Set down each record that follows exactly. Drop the images.
╔══
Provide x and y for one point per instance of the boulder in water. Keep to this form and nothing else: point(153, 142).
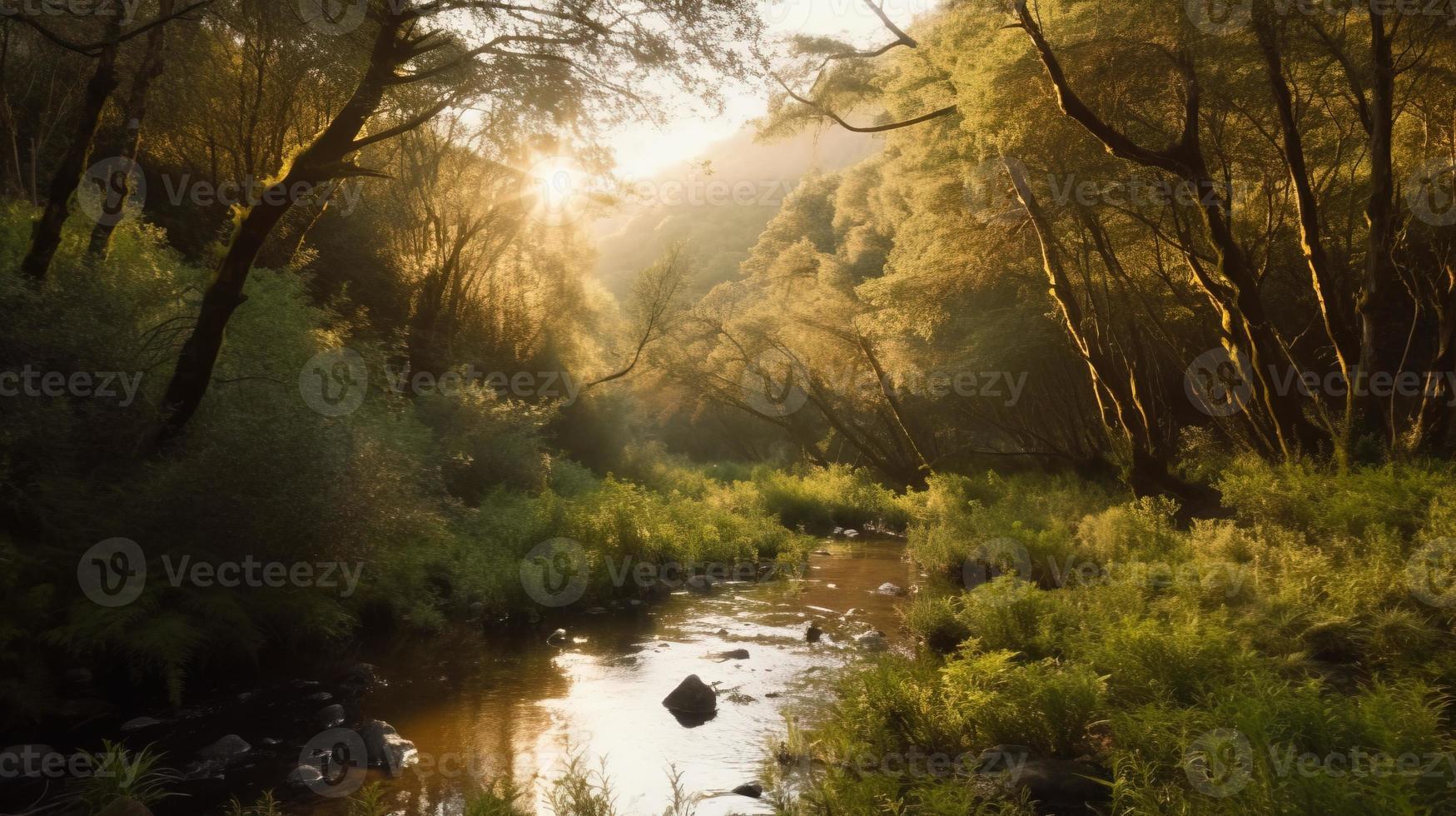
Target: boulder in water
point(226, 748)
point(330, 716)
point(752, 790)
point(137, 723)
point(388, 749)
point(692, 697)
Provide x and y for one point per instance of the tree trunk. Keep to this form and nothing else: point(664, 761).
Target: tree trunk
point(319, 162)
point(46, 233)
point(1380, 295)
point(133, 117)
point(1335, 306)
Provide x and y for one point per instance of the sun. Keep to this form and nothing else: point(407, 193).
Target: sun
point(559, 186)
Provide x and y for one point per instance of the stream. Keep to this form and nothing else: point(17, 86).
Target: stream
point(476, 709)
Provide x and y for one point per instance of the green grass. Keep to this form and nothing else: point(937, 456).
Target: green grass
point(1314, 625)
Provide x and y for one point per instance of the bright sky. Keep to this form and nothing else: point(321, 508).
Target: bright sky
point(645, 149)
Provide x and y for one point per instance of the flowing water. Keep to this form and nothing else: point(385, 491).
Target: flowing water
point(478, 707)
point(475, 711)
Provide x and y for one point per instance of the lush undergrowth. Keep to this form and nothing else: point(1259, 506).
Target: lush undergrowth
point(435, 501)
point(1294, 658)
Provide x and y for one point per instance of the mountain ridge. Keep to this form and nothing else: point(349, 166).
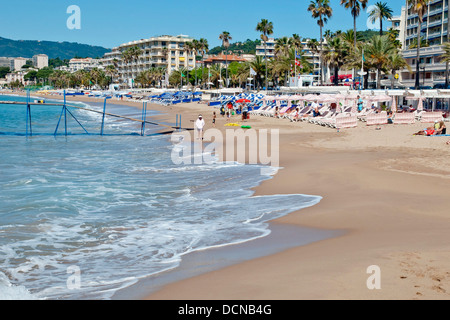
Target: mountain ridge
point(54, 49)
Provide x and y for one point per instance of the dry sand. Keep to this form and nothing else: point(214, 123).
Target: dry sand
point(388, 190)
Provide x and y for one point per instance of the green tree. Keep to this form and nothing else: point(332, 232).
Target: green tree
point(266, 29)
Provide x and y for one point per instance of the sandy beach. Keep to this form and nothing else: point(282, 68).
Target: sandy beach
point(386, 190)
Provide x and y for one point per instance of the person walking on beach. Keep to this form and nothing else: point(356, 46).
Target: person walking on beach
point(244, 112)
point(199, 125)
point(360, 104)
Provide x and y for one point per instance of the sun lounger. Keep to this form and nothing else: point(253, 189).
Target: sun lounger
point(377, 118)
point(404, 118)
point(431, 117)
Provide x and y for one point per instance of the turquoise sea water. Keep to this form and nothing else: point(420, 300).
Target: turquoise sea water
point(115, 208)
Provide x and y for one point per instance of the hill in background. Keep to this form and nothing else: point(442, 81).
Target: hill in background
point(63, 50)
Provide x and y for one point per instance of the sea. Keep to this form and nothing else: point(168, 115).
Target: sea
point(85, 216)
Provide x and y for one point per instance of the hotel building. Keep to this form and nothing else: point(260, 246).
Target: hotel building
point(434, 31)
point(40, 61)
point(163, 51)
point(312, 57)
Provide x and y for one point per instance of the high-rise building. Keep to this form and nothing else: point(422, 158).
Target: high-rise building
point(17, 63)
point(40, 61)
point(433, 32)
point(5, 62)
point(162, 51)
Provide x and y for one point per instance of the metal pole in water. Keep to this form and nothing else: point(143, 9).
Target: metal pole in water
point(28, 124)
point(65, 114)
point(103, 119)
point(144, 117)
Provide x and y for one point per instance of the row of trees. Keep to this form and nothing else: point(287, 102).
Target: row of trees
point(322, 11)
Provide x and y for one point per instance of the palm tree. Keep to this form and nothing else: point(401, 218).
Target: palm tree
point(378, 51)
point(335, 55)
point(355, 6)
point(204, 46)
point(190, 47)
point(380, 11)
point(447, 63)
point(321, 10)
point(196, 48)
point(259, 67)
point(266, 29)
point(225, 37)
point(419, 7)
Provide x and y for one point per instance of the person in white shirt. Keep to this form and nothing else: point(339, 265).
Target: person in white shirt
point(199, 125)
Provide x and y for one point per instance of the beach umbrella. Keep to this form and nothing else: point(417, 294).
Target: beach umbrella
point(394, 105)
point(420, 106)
╚══
■ **OUTPUT FOR THIS EXERCISE**
Provide x and y for one point per instance of the boulder in water. Keep to this form and nothing else: point(153, 142).
Target: boulder in water
point(226, 748)
point(330, 716)
point(752, 790)
point(137, 723)
point(388, 749)
point(692, 697)
Provide x and y for one point per instance of the tree trunk. Keep to this form and nothing else: point(664, 761).
Target: tree trunk
point(319, 162)
point(46, 233)
point(1380, 295)
point(133, 117)
point(1335, 306)
Provide x and y for one point per instance of the sun. Keep to this form and nothing else: point(407, 193).
Target: sun
point(559, 186)
Provide x and y for one point per instance of the stream. Keep to this form and nothing else: point(17, 86).
Target: stream
point(476, 709)
Provide x and y for one point per instance of the green grass. Keep to this form and nothing else: point(937, 456).
Target: green grass
point(1314, 625)
Provide x and y for one point per instance of the bright sky. Keep to this form and nothing else: point(321, 508).
Target: bright sky
point(645, 149)
Provide x and y for one point per instance of the flowing water. Keep to this form and nothing else: point(385, 491).
Target: flowing water
point(478, 707)
point(475, 711)
Provide x and y for one point per instance of the lush undergrowth. Keep to this form and nothing else: point(1259, 506).
Target: lush undergrowth
point(435, 501)
point(1294, 658)
Provide x and y for one point per instance of the mountain ridge. Keep to this form and nothing else: point(349, 166).
Target: mountain ridge
point(54, 49)
Provide x and y for one point per instance of the dry sand. Keep to this form and nothing else: point(214, 123).
Target: dry sand
point(388, 190)
Provide x and y for one point per instance of the green tree. Keep to this form and nothing else: point(332, 232).
Target: green tree
point(266, 29)
Provide x and y for one point per instance of the sandy beach. Keep to this form and nothing else: point(282, 68).
Target: sandy beach
point(386, 190)
Provide x and y for one point per instance of the person walking on beach. Keep to this form and nothing else: point(356, 46).
Target: person walking on beach
point(244, 112)
point(199, 125)
point(360, 104)
Provide x and y for one point per instance of the sun lounger. Keep to this form and nothing else: point(253, 189).
Target: sun lounger
point(377, 118)
point(404, 118)
point(431, 117)
Provide x and y for one point per instance of the turquoise sea water. Keep to this form and nothing else: point(420, 300).
Target: turquoise sea water
point(115, 208)
Provide x and y for one point per instance of the hill in background. Keep to this form and nothing else: point(442, 81).
Target: hill in background
point(63, 50)
Provide x and y for one point per instance of the sea. Keep to this form and nothing else: point(168, 115).
Target: sea
point(85, 216)
Provide x and y for one point per instance of the hotel building. Keep to this form and nothing else: point(260, 246).
Target: hotel building
point(434, 31)
point(40, 61)
point(163, 51)
point(312, 57)
Provide x and y for one point per instance of the high-rise building. Keep to this form and nothing else: point(422, 158).
Target: high-rise building
point(17, 63)
point(40, 61)
point(433, 32)
point(5, 62)
point(162, 51)
Provide x and y for one point per instance of the metal pole in water. Keep to this form and nothing else: point(143, 9).
Target: metal pole in water
point(28, 124)
point(65, 114)
point(103, 119)
point(144, 117)
Provide x and y for one point per instance of the row of trees. Keep to this form and nothing else: point(287, 102).
Target: row of trees
point(322, 11)
Provide x and y for one point per instance of the palm tree. Keep to this form and nothing else: point(401, 218).
Target: palm tree
point(378, 51)
point(335, 55)
point(355, 6)
point(204, 46)
point(190, 47)
point(380, 11)
point(447, 63)
point(321, 10)
point(196, 48)
point(259, 67)
point(266, 29)
point(225, 37)
point(419, 7)
Provide x and y for one point per instance of the person in white shirt. Keep to this form and nothing else: point(339, 265).
Target: person in white shirt
point(199, 125)
Provide x and y for one point per instance of the beach umbrella. Keep to this form and nothing else: point(417, 294).
Target: beach umbrella
point(394, 105)
point(420, 106)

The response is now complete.